Please find each line in the listing below that contains the word "flower", and copy those lines out in full.

# GIVEN INFORMATION start

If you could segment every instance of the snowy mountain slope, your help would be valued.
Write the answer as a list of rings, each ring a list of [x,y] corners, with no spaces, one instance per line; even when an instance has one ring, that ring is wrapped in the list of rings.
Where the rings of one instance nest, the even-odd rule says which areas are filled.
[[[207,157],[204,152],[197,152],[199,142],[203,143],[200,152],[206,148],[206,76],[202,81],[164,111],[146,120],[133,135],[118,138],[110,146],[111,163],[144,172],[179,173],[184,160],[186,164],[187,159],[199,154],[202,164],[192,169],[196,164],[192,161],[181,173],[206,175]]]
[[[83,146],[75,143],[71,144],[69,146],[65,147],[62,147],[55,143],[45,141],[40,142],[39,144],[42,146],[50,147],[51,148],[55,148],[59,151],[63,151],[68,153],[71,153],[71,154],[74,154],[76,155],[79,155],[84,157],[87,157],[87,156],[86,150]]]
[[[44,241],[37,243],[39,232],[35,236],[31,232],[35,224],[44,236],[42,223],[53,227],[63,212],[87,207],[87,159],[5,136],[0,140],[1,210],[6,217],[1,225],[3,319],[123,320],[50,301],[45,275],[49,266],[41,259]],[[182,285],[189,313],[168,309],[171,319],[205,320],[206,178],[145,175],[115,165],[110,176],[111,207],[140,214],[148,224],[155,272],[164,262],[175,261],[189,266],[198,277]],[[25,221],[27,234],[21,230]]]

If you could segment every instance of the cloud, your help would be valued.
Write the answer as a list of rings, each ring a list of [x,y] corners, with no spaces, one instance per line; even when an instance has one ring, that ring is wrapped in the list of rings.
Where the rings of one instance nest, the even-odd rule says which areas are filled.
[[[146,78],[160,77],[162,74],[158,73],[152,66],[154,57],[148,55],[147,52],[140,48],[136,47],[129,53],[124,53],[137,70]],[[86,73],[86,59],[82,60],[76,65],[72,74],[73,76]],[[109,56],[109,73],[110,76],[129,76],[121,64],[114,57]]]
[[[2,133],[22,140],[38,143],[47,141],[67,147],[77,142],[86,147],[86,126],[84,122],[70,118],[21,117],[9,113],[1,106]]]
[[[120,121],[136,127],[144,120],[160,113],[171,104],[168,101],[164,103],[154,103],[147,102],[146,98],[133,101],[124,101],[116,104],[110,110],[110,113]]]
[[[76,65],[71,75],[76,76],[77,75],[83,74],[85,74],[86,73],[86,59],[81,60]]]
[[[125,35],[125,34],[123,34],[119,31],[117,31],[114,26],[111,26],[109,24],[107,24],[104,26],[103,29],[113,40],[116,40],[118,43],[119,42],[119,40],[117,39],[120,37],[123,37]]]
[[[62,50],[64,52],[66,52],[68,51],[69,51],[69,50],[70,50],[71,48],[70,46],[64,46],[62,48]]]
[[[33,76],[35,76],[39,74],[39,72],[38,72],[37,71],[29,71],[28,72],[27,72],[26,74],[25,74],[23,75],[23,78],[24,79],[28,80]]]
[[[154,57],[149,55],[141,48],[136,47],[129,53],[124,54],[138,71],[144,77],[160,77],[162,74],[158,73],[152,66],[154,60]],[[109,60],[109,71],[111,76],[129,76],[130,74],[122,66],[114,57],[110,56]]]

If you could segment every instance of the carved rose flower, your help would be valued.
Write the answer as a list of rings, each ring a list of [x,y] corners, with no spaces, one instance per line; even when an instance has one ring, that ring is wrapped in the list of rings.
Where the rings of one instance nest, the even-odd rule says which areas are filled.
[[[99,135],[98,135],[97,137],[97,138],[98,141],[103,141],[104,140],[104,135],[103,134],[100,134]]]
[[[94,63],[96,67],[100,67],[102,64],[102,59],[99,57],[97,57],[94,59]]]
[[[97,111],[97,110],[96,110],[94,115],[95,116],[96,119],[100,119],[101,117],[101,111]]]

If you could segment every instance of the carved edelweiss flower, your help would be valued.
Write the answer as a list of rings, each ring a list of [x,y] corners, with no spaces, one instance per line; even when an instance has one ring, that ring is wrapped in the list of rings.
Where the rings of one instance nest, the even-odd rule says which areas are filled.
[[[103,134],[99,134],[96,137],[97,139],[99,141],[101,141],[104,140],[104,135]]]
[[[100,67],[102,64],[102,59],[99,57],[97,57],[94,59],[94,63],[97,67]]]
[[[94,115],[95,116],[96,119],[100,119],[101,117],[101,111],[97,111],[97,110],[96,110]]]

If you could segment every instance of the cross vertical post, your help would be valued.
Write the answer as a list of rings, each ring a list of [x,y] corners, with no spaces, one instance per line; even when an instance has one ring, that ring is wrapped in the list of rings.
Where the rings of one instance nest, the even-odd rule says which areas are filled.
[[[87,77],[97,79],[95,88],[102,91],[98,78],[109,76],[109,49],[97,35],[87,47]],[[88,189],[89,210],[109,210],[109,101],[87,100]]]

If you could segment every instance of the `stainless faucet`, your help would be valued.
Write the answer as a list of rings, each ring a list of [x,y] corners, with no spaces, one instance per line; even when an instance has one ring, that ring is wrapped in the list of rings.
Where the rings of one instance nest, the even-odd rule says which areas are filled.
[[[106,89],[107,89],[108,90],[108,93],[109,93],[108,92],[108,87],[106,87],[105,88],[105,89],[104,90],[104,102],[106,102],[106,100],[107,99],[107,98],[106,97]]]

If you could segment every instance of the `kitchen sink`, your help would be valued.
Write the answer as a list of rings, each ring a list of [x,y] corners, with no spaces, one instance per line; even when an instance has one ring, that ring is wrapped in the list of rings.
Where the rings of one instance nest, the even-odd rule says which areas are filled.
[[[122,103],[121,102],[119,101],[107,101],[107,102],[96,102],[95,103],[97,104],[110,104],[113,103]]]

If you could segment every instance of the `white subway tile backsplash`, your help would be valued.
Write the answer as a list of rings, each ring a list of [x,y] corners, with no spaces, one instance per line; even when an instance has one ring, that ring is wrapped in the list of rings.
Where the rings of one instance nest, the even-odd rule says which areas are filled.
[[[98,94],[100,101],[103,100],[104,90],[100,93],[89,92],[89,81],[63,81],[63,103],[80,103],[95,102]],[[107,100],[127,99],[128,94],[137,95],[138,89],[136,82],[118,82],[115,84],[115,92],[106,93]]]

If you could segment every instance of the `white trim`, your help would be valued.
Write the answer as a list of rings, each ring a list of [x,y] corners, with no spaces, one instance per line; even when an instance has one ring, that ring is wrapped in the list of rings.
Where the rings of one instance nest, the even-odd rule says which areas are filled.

# GIVEN INFORMATION end

→ **RESULT OF THIS TASK**
If you could segment every instance of the carved rose flower, your help would be valued.
If you could segment every instance of the carved edelweiss flower, your help would be valued.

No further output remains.